Work order
Transcribe the records below. Leave every word as it is.

──────────────────────────────

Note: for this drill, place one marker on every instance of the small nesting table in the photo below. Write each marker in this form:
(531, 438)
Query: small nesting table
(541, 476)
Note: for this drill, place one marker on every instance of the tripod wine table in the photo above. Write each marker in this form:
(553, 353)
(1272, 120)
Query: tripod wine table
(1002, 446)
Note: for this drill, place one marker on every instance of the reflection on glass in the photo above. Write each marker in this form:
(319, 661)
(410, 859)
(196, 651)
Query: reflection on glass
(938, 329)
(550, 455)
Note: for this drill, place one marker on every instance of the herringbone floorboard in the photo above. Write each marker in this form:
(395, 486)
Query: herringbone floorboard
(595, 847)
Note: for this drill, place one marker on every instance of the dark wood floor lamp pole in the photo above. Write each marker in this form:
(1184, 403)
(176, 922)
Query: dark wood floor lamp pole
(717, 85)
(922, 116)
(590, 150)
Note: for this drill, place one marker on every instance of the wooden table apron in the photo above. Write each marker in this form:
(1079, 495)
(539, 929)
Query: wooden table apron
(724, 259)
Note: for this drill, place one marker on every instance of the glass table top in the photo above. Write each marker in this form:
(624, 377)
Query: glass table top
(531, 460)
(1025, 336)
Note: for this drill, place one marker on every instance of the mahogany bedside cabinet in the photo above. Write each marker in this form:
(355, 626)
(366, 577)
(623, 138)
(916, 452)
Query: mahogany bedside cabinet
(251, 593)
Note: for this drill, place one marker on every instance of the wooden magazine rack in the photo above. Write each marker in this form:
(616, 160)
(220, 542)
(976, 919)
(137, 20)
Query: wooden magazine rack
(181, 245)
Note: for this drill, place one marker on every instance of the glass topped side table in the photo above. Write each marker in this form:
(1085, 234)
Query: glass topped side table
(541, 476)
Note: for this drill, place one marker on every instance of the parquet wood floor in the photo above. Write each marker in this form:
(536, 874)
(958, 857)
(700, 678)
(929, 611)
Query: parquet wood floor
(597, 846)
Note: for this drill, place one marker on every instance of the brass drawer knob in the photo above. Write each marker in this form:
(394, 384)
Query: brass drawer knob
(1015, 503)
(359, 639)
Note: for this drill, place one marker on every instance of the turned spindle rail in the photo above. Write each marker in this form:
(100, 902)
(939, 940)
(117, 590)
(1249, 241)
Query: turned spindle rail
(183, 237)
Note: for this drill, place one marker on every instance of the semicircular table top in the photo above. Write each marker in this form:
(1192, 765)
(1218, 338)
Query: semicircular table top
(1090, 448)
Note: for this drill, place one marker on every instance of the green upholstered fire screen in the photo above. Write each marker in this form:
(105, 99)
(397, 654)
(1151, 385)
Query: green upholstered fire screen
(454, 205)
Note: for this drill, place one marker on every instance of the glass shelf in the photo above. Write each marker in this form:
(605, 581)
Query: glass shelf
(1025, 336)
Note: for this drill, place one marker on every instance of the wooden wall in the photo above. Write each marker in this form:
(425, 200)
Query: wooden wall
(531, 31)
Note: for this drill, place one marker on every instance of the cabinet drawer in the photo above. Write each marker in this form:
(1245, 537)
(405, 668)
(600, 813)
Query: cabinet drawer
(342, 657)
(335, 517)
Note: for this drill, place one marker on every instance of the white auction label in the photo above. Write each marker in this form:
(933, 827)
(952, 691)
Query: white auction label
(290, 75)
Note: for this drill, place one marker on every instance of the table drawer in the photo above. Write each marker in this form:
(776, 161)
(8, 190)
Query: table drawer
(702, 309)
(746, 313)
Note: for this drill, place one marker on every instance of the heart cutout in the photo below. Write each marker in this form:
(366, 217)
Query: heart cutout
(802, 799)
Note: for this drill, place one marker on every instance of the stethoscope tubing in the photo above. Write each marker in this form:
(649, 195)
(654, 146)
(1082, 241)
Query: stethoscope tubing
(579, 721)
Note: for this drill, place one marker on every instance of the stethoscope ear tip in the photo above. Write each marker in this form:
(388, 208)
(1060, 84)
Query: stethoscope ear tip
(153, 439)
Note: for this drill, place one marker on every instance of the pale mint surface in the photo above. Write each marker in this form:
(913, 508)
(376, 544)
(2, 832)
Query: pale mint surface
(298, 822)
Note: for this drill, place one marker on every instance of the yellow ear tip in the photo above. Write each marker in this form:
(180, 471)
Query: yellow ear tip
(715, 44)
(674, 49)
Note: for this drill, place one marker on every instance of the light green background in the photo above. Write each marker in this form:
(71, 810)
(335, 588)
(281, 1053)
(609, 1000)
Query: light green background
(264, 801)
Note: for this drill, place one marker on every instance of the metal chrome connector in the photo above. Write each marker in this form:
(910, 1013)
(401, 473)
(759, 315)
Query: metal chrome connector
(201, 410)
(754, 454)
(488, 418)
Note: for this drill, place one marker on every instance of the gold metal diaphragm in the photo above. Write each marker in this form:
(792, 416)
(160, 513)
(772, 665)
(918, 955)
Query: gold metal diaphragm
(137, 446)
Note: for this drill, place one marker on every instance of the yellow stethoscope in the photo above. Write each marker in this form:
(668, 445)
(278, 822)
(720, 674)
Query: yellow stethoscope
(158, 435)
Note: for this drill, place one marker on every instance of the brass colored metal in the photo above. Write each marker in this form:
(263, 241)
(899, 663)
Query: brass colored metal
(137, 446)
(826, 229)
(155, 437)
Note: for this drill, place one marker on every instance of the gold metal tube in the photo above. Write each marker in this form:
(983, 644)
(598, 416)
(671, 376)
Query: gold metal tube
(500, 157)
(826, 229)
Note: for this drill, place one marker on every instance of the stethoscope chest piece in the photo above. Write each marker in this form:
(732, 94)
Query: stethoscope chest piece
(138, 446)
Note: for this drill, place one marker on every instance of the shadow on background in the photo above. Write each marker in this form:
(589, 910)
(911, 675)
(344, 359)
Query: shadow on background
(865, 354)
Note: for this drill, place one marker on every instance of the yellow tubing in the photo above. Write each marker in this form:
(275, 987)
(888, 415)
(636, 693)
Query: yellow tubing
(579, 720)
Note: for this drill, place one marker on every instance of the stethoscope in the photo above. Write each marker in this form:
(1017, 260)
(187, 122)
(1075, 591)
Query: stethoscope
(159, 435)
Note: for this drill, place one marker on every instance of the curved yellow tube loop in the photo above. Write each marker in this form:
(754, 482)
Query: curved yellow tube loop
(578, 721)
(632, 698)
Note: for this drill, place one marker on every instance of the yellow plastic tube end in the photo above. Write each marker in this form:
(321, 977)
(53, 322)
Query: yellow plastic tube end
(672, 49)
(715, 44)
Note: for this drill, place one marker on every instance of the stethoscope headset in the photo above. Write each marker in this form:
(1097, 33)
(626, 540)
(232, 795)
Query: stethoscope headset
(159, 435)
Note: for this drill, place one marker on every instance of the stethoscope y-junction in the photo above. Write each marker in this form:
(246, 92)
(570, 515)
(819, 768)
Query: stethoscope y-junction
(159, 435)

──────────────────────────────

Written answer
Note: for this drill, place one marker on every instance of the small nesting table in the photo below. Write each marker in this form:
(531, 438)
Query: small nesting table
(541, 476)
Note: for this drill, place one marker on every instance of the tripod wine table in the photo above. Write each marker in this form:
(553, 353)
(1272, 120)
Query: tripod wine table
(1002, 446)
Note: for this drill, place one marker on every instance of the reflection on glass in the photo above. Write each marker in this form:
(319, 661)
(410, 859)
(196, 651)
Query: reflection on glass
(938, 329)
(550, 455)
Note: for this drill, place one marker on every instance of the herringbone floorboard in the photo above. Write each marker in this form:
(395, 486)
Query: herringbone floorboard
(595, 847)
Note: for this drill, place one marker on every instance of the dark wood floor lamp pole in the photo above. Write each marker in this form:
(1184, 403)
(176, 922)
Query: dark wood floor lamp pole
(717, 85)
(922, 116)
(590, 150)
Note: for this drill, place one marker on every instance of the wooden table apron in the photo above. Write each marker in this form:
(1079, 495)
(539, 929)
Query: wooden table apron
(724, 259)
Note: for this drill, place one marker on every instance of the glass table top in the photo above. Write each marker in this form:
(624, 377)
Query: glass table top
(531, 460)
(1025, 336)
Note: for this drill, place one marker on every instance of the mahogany bedside cabinet in the photo above. Write each marker in this form:
(355, 626)
(366, 577)
(623, 138)
(916, 452)
Query: mahogany bedside cabinet
(251, 593)
Note: for this drill, place one marker on every instance of the wooden magazine rack in the photo above. Write each marker in this form:
(616, 160)
(220, 542)
(976, 919)
(137, 20)
Query: wooden magazine rack
(181, 245)
Note: for this drill, place one marker on every instance of the glass topped side table in the photo above. Write each marker in this form:
(1085, 234)
Query: glass topped side table
(541, 476)
Note: for this drill, place one marker on every instance of the parquet wood floor in the photo above. Write each marker in this form:
(536, 874)
(958, 857)
(700, 678)
(929, 611)
Query: parquet wood floor
(597, 846)
Note: for this drill, place one marker on every instance of the brass drawer knob in the photo above. Write each marker in this form:
(394, 384)
Query: brass drawer knob
(1015, 503)
(359, 639)
Note: for this drill, place one marker on every instance of the turned spindle rail in the photo above. Write each marker in this form:
(100, 902)
(939, 940)
(117, 590)
(1249, 241)
Query: turned spindle rail
(183, 237)
Note: for this drill, place one marker on every instance of the semicircular table top in the photo above. Write each marker in this form:
(1192, 765)
(1218, 338)
Query: semicircular table top
(1090, 448)
Note: for this drill, place one marker on every instance of the green upholstered fire screen in the photo above. Write each marker in this form:
(105, 99)
(397, 654)
(1151, 385)
Query: green upholstered fire screen
(454, 205)
Note: for this drill, place one marker on every instance of the glass shelf in the photo above. Write each marker in this form:
(605, 581)
Query: glass shelf
(1025, 336)
Note: for this drill, place one marker on every instance of the wooden wall in the photo above. Write each marker in this form:
(425, 200)
Query: wooden wall
(531, 31)
Note: for this drill, place one marker on every instance of the cabinet drawer in the photo above. Write each marker in this form:
(1245, 537)
(405, 668)
(600, 813)
Query: cabinet drawer
(342, 657)
(335, 517)
Note: for this drill, place one marker on every instance of the white auction label in the photo above. Write each marker in this form:
(933, 827)
(952, 691)
Query: white auction label
(290, 75)
Note: for this drill, place one marker on every instance of the table drawer in the photo above. Write each marker in this form:
(776, 161)
(8, 190)
Query: table drawer
(702, 309)
(746, 313)
Note: for this drill, place one marker on every instance of the heart cutout in the photo below. Write each marker in this form:
(366, 217)
Query: heart cutout
(802, 799)
Note: for this drill, place one marker on every instance of the stethoscope tubing in the photo above. Write each marker in this form:
(649, 195)
(654, 146)
(1082, 241)
Query: stethoscope tubing
(579, 721)
Note: for this drill, place one marker on every instance of the stethoscope ear tip in the photo above. Write each marker in this form:
(388, 208)
(1060, 84)
Query: stethoscope ear tip
(153, 439)
Note: for this drill, place one marker on every instance of the pale mint surface in the photo above. Write each marker in this form:
(913, 508)
(376, 544)
(2, 832)
Query: pale mint surface
(298, 822)
Note: for this drill, place one marker on every instance of the yellow ear tip in the photo above. Write each marker in this form:
(180, 471)
Query: yellow ear tip
(715, 44)
(674, 49)
Note: for this drill, place one marker on every instance of the light green background in the photo above. Write each marker in this form:
(71, 810)
(335, 588)
(281, 1053)
(609, 1000)
Query: light green background
(264, 801)
Note: for this drill, place one marker on every instance of the metal chrome connector in the photo above. Write each marker in this form:
(910, 1013)
(401, 473)
(759, 315)
Query: metal chrome connector
(201, 410)
(754, 454)
(488, 418)
Note: for this drill, place one marker on every instance of the gold metal diaphragm in the photo above. Write each marker in this form:
(792, 416)
(160, 513)
(772, 665)
(918, 955)
Query: gold metal diaphragm
(137, 446)
Note: for this drill, place one marker on every instance of the yellow stethoscope in the photo above. Write each marker in this form:
(668, 445)
(278, 822)
(720, 674)
Query: yellow stethoscope
(158, 435)
Note: for this drill, place one marker on every instance of the brass colored metal in the photo above. Write each marker in this form:
(263, 241)
(899, 663)
Query: brass colored metal
(137, 446)
(826, 229)
(155, 437)
Note: for this drill, place one marker on every instance of the gold metal tube in the photo above. Write each marker in this form:
(983, 644)
(598, 416)
(671, 376)
Query: gold metal tube
(500, 157)
(826, 229)
Note: for this drill, place one marker on every instance of the stethoscope chest piece in the photo above. Write each marker in this form:
(732, 94)
Query: stethoscope chest piece
(138, 446)
Note: for this drill, place one marker on every instance of the shadow on background in the photo above. Write each marker in this form:
(589, 910)
(911, 675)
(344, 359)
Query: shadow on background
(865, 354)
Note: for this drill, place one marker on every instance of the yellow tubing in the photo above. Write each marker in this form:
(275, 987)
(888, 415)
(636, 693)
Query: yellow tubing
(579, 720)
Note: for this drill, place one marker on every instance of the stethoscope in the photo above. Write each marker in this form:
(1017, 260)
(187, 122)
(1075, 591)
Query: stethoscope
(159, 435)
Note: for this drill, place one marker on every instance of the curved yellow tube loop in the photo above. Write each marker in this form:
(754, 482)
Query: curved yellow tube loop
(578, 721)
(632, 698)
Note: for this drill, place one marker on every instance of the yellow plastic tube end in the photo above. Write each marker in this form:
(321, 977)
(53, 322)
Query: yellow plastic tube end
(672, 49)
(715, 44)
Note: for this drill, place one marker on every instance of the stethoscope headset in the photo above. Write each marker in this form:
(1097, 33)
(626, 540)
(232, 795)
Query: stethoscope headset
(159, 435)
Note: for this drill, place one marker on every instance of the stethoscope y-junction in the photo above. Write each marker in this form:
(246, 92)
(570, 515)
(819, 768)
Query: stethoscope y-junction
(159, 435)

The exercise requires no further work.